==== Material provided

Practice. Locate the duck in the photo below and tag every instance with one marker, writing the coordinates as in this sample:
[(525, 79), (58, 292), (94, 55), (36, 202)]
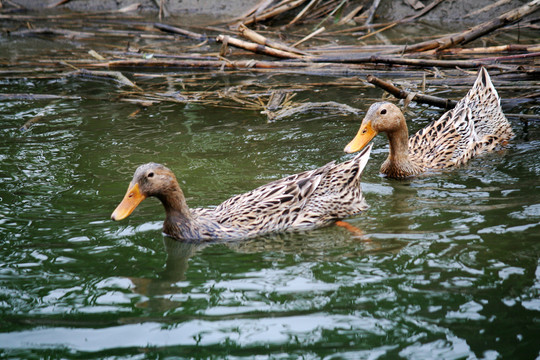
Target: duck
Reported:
[(474, 126), (298, 202)]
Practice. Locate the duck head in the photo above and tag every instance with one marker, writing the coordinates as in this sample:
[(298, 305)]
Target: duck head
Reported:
[(381, 117), (149, 180)]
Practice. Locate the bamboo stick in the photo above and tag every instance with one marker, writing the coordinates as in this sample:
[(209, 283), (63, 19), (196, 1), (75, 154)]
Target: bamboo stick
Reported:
[(176, 30), (477, 31), (403, 94), (257, 48), (259, 39), (273, 12)]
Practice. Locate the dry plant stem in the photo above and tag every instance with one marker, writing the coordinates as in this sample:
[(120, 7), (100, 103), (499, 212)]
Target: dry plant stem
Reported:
[(402, 94), (487, 50), (477, 31), (286, 5), (360, 58), (303, 12), (257, 48), (350, 15), (259, 39), (116, 75), (176, 30), (407, 19), (371, 11), (315, 33), (61, 2), (34, 97), (487, 8)]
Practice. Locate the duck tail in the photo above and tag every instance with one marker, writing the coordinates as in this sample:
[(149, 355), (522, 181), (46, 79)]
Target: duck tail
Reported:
[(485, 105)]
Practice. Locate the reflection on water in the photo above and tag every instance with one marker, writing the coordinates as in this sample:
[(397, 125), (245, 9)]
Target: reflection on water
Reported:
[(447, 265)]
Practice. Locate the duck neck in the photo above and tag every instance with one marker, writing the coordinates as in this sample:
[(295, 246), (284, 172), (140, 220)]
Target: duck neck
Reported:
[(178, 215), (398, 164), (399, 145)]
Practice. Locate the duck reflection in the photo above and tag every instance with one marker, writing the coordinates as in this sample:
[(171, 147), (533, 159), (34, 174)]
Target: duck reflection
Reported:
[(333, 243), (159, 291)]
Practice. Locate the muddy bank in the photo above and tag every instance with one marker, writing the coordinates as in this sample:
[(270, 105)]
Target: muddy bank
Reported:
[(447, 13)]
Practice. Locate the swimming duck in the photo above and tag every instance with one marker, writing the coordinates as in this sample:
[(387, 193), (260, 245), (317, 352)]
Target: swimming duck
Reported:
[(476, 125), (302, 201)]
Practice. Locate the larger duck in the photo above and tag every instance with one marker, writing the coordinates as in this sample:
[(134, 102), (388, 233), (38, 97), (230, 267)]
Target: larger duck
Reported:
[(476, 125), (302, 201)]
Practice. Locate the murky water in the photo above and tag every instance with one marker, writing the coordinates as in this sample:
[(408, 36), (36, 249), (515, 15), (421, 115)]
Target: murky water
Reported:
[(448, 266)]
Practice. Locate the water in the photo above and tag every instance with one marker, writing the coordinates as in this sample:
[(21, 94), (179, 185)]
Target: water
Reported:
[(447, 265)]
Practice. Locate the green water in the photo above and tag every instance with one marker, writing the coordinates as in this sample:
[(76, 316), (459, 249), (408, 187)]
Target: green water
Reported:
[(448, 266)]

========

Exercise aim: Scan the records above for the lines holding "[(120, 7), (100, 103), (499, 212)]" and "Practice. Locate the duck reflection". Transcribe those two and every line between them word for word, and no others.

Response area:
[(120, 7), (100, 103), (499, 212)]
Target: dry plant stem
Reported:
[(402, 94), (487, 50), (477, 31), (286, 5), (360, 58), (303, 12), (257, 48), (350, 15), (259, 39), (116, 75), (176, 30), (407, 19), (371, 11), (315, 33), (61, 2), (34, 97), (487, 8)]
Practice. Locate the duck tail in the photo above and tag every instance with one marker, writing the coordinates as in this sample:
[(149, 355), (522, 181), (46, 79)]
Target: duck tail
Reported:
[(485, 105)]
Practice. Locate the reflection on water in the photo above and tag every instance with one marker, writing the coordinates as in this sample:
[(397, 125), (245, 9)]
Target: reflection on water
Reported:
[(447, 265)]
Practice. Locate the duck neck in the photo above and tag every instance with one marker, writing the coordinates as in this sample:
[(295, 246), (284, 172), (140, 220)]
Target: duck neck
Reported:
[(178, 215), (398, 164), (399, 145)]
Practice. Locate the duck reflection in the photo above and tag every instance with one marker, writing the coordinates as in this sample:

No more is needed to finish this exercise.